----- DATA PROVIDED

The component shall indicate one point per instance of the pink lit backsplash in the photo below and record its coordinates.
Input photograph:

----------
----- DATA PROVIDED

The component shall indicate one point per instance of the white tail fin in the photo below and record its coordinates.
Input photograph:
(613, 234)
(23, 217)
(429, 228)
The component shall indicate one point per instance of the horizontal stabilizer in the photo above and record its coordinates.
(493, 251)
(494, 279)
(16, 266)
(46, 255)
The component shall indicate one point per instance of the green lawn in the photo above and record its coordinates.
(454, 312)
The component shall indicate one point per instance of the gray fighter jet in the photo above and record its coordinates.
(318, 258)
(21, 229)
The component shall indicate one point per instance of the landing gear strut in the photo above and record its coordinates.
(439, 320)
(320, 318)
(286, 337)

----------
----- DATA PROVIDED

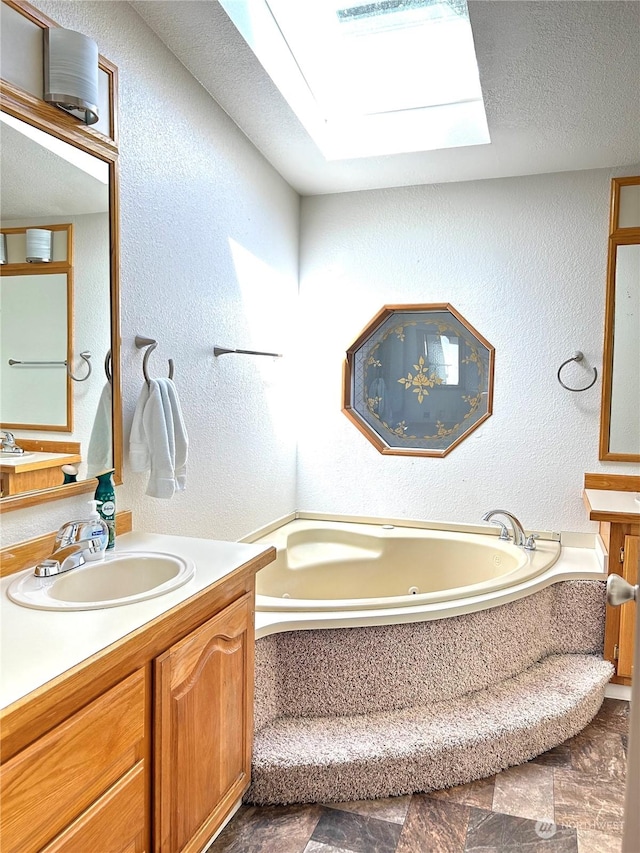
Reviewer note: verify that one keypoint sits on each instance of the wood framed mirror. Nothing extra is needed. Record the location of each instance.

----------

WHAT THE TASK ASKS: How many lines in the entries above contain the word "instance"? Reply with the number alone.

RESPONSE TO THIS TASK: 7